WORK REQUEST —
Omit the pictures, then reproduce every remaining record exactly.

(Collected data)
********************
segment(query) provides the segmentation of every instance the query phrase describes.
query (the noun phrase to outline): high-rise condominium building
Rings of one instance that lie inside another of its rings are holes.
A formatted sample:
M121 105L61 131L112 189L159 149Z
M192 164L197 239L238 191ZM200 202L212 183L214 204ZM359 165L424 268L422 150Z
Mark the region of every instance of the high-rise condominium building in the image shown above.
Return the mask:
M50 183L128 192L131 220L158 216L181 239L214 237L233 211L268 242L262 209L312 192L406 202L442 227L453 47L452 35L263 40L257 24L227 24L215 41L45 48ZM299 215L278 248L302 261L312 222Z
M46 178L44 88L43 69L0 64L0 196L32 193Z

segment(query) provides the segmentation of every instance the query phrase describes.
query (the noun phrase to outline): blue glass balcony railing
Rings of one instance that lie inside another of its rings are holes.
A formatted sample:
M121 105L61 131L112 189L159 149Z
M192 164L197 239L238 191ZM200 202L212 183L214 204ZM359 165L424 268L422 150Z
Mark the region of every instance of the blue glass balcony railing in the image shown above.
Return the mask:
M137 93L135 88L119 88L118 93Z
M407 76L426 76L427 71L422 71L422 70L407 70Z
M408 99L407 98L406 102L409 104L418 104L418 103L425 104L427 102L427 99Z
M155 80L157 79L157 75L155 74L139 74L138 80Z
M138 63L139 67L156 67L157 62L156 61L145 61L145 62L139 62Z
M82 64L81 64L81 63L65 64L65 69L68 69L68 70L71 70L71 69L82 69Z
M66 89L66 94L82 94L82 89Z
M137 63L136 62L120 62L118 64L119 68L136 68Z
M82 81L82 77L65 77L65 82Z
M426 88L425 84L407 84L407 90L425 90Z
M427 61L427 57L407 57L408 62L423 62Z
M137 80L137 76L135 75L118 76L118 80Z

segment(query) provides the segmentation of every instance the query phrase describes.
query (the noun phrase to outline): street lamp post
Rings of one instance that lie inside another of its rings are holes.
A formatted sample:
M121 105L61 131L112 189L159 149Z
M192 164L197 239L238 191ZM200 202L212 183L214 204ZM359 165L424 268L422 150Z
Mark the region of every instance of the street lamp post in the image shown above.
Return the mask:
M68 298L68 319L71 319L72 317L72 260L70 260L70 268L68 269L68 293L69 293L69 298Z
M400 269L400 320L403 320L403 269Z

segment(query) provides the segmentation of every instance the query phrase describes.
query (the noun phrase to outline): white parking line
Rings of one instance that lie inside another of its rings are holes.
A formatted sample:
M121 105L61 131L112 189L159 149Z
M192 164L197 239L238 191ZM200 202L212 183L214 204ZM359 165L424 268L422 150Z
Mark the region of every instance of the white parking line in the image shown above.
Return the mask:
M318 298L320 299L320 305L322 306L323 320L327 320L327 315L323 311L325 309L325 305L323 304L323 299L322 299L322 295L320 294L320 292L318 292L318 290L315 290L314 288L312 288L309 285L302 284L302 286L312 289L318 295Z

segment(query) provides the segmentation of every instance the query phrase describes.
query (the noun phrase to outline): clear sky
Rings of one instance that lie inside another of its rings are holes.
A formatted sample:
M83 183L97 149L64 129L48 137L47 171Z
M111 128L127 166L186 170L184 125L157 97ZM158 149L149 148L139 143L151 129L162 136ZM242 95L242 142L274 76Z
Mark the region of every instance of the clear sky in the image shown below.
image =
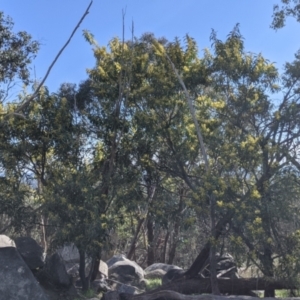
********************
ANSWER TO THIS PROBLEM —
segment(query) provides the segmentation of every instance the query phrase describes.
query (the noun phrase to outline): high-rise condominium building
Rings of one instance that lie inside another of its rings are holes.
A formatted sample:
M121 105L61 131L112 189L159 149Z
M192 164L197 239L238 191ZM200 202L212 183L214 204ZM359 165L424 268L422 150Z
Mark the region of every instance of the high-rise condominium building in the image shown above.
Return the mask:
M50 183L128 192L131 220L158 216L181 239L214 237L233 211L268 242L262 209L312 192L406 202L442 227L453 47L452 35L263 40L257 24L227 24L215 41L45 48ZM299 215L278 248L302 261L312 222Z
M46 178L44 88L43 69L0 64L0 196L32 193Z

segment(query) provides the segmentation of every instance the query phrase describes.
query (the noun phrase to outline): blue glass balcony railing
Rings of one instance that lie inside another of its rings are holes.
A formatted sample:
M121 105L61 131L112 189L159 149Z
M192 164L197 239L238 191ZM200 202L212 183L214 204ZM359 165L424 268L422 150Z
Mark the region of every instance of the blue glass balcony railing in the image shown above.
Return the mask:
M137 93L135 88L119 88L118 93Z
M407 76L426 76L427 71L422 71L422 70L407 70Z
M408 99L407 98L406 102L409 104L418 104L418 103L425 104L427 102L427 99Z
M155 80L157 79L157 75L155 74L139 74L138 80Z
M138 63L139 67L156 67L157 62L156 61L145 61L145 62L139 62Z
M82 64L81 64L81 63L65 64L65 69L68 69L68 70L71 70L71 69L82 69Z
M66 89L66 94L82 94L82 89Z
M137 63L136 62L120 62L118 64L119 68L136 68Z
M82 81L82 77L65 77L65 82Z
M426 88L425 84L407 84L407 90L425 90Z
M427 61L427 57L407 57L408 62L423 62Z
M137 80L137 76L135 75L118 76L118 80Z

segment(query) provides the segmentation of every instance the query phrase describes.
query (the noun phrase to outline): street lamp post
Rings of one instance that lie inside another of its rings are holes.
A formatted sample:
M121 105L61 131L112 189L159 149Z
M192 164L197 239L238 191ZM200 202L212 183L214 204ZM359 165L424 268L422 150Z
Mark the region of every instance of the street lamp post in the image shown above.
Return the mask:
M68 298L68 319L71 319L72 317L72 260L70 260L70 268L68 269L68 293L69 293L69 298Z
M400 269L400 320L403 320L403 269Z

segment(query) provides the segmentation of every instance the query phrase describes.
query (the noun phrase to outline): white parking line
Rings of one instance that lie inside another of its rings are holes.
A formatted sample:
M121 105L61 131L112 189L159 149Z
M192 164L197 239L238 191ZM200 202L212 183L214 204ZM359 165L424 268L422 150Z
Mark the region of every instance of the white parking line in the image shown above.
Return the mask:
M318 298L320 299L320 305L322 306L323 320L327 320L327 315L323 311L325 309L325 305L323 304L323 299L322 299L322 295L320 294L320 292L318 292L318 290L315 290L314 288L312 288L309 285L302 284L302 286L312 289L318 295Z

segment(query) provides the segmentation of every instance the query phrase describes.
query (the noun phrase to outline): clear sky
Rings of one instance that lie inside another of its rings are holes.
A formatted sample:
M83 183L97 149L64 129L48 137L47 171Z
M111 128L127 166L186 170L184 125L157 97ZM158 149L149 148L139 143L151 129L162 136ZM242 95L242 142L274 76Z
Mark the region of every instance of the clear sky in the image shown below.
image =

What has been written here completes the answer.